## The problem
In two sentences, summarize the text below about a doctor's guilty plea in a Medicare fraud case.

## Text for analysis

-- -- --

WASHINGTON— A Los Angeles-area doctor pleaded guilty today to conspiring to defraud Medicare of over $11 million, announced Assistant Attorney General Lanny A. Breuer of the Justice Department’s Criminal Division; U.S. Attorney André Birotte Jr. of the Central District of California; Glenn R. Ferry, Special Agent in Charge for the Los Angeles Region of the U.S. Department of Health and Human Services Office of Inspector General (HHS-OIG); Bill L. Lewis, Assistant Director in Charge of the FBI’s Los Angeles Field Office; and Tony Sidley, Assistant Chief of the California Department of Justice, Bureau of Medi-Cal Fraud and Elder Abuse.
Dr. Juan Tomas Van Putten, 66, of Ladera Heights, Calif., pleaded guilty today before U.S. District Judge George Wu in the Central District of California to one count of conspiracy to commit health care fraud.
Van Putten pleaded guilty to obtaining patients for his medical clinic, Greater South Bay Medical Group, which was located in Carson, Calif., and a nursing home where he also saw patients from street-level patient recruiters or “marketers” who illegally solicited patients with Medicare benefits for expensive, highly-specialized power wheelchairs and other durable medical equipment (DME) that the patients did not need. According to the indictment to which Van Putten pleaded guilty, some of the marketers worked for the operators of fraudulent DME supply companies, including Van Putten’s co-defendants Charles Agbu, a church pastor, and his daughter Obiageli Agbu, who both operated Bonfee Inc. d/b/a “Bonfee Medical Supplies” and Ibon Inc., which were located in Carson.
Van Putten admitted that operators of fraudulent DME supply companies paid him cash kickbacks to write prescriptions for power wheelchairs and other DME that Van Putten knew the patients did not need. Van Putten admitted that he exaggerated the symptoms and diagnoses that he wrote on the prescriptions to make it appear as if the patients met both the medical and Medicare requirements for the power wheelchairs and DME. Van Putten admitted that he knew when he provided the prescriptions to the DME company operators that they would use the prescriptions to submit false claims to Medicare. Van Putten also admitted that he submitted claims to Medicare for services that he provided to the patients at Greater South Bay and the nursing home even though he knew it was illegal for him to provide services to patients who had been recruited by marketers.

-- -- --

## Dataset excerpts
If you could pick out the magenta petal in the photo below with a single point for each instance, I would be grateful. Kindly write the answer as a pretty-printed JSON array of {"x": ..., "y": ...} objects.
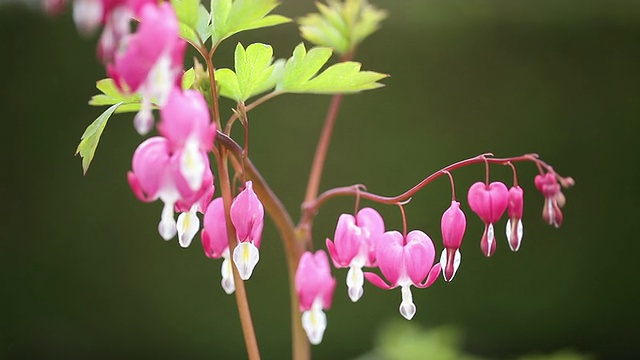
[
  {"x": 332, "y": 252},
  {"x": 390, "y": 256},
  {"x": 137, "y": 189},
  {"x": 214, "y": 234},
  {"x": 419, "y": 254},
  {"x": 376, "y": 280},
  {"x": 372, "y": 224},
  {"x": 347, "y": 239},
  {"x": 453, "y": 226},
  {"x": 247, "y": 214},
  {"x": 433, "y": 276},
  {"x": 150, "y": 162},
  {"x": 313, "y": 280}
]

-- -- --

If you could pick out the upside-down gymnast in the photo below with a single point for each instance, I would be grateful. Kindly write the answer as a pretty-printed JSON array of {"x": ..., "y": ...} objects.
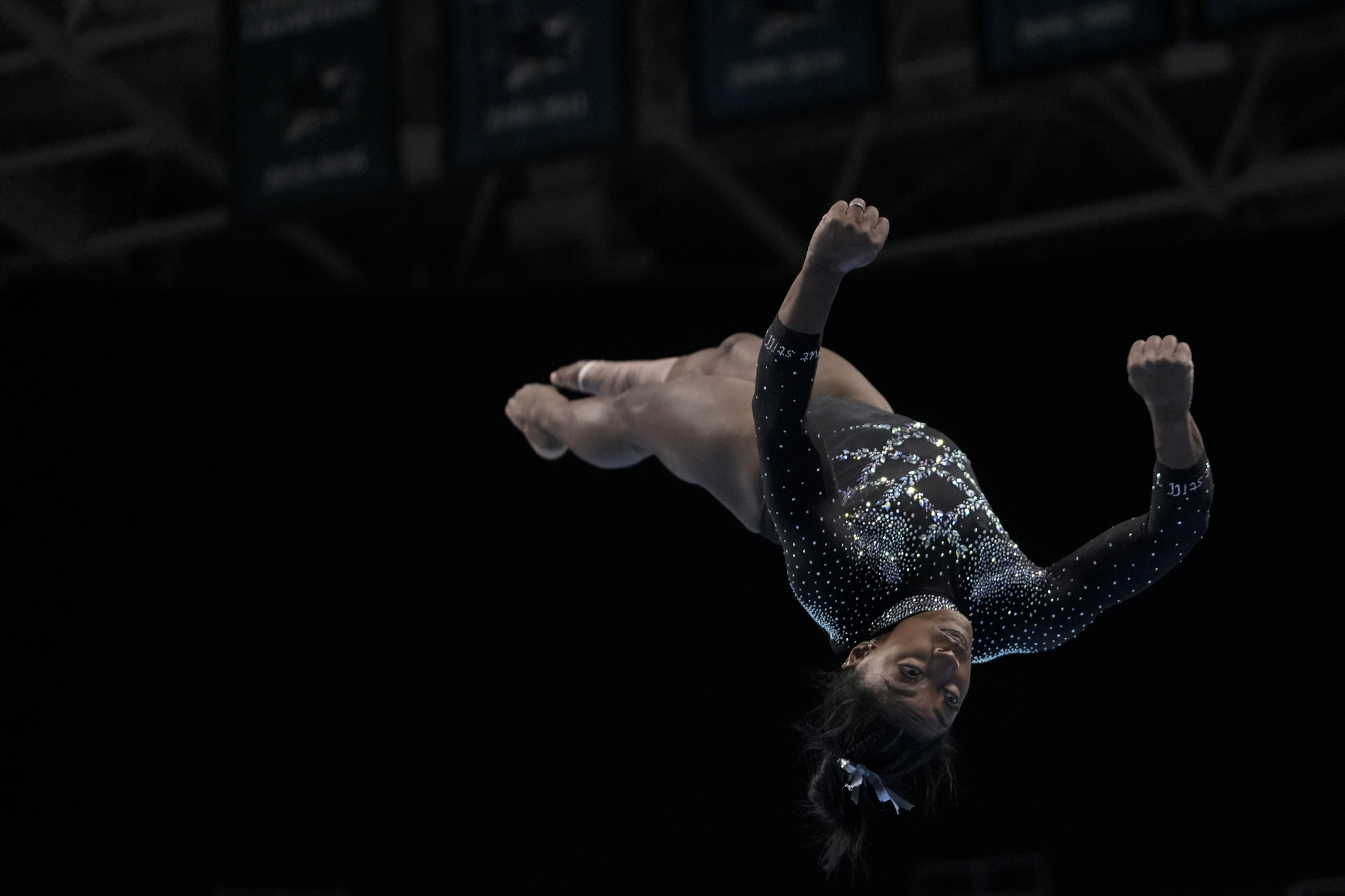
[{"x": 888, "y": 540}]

-- -- --

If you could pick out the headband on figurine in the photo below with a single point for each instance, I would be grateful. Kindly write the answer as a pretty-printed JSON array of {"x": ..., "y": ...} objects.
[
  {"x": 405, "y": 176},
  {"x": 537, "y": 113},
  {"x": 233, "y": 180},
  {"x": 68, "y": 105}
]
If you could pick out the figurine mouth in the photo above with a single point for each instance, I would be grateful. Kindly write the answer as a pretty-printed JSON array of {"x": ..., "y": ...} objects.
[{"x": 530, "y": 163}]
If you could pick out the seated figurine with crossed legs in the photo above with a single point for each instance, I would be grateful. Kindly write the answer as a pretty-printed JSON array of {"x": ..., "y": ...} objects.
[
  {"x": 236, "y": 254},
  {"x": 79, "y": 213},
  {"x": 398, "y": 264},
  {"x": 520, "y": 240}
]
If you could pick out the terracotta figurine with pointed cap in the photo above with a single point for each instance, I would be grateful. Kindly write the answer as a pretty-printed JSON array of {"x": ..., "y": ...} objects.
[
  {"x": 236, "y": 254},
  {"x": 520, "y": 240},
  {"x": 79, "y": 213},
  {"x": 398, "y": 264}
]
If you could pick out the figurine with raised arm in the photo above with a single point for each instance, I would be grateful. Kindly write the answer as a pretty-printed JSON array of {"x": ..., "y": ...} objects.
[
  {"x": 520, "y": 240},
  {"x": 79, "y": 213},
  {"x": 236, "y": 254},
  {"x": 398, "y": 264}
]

-- -- --

## Response area
Dr. Juan Tomas Van Putten, 66, of Ladera Heights, Calif., pleaded guilty before U.S. District Judge George Wu to one count of conspiracy to commit health care fraud, in a conspiracy to defraud Medicare of over $11 million. He admitted that operators of fraudulent durable medical equipment supply companies paid him cash kickbacks to write prescriptions, with exaggerated symptoms and diagnoses, for power wheelchairs and other equipment that patients recruited by marketers did not need, knowing the prescriptions would be used to submit false claims to Medicare.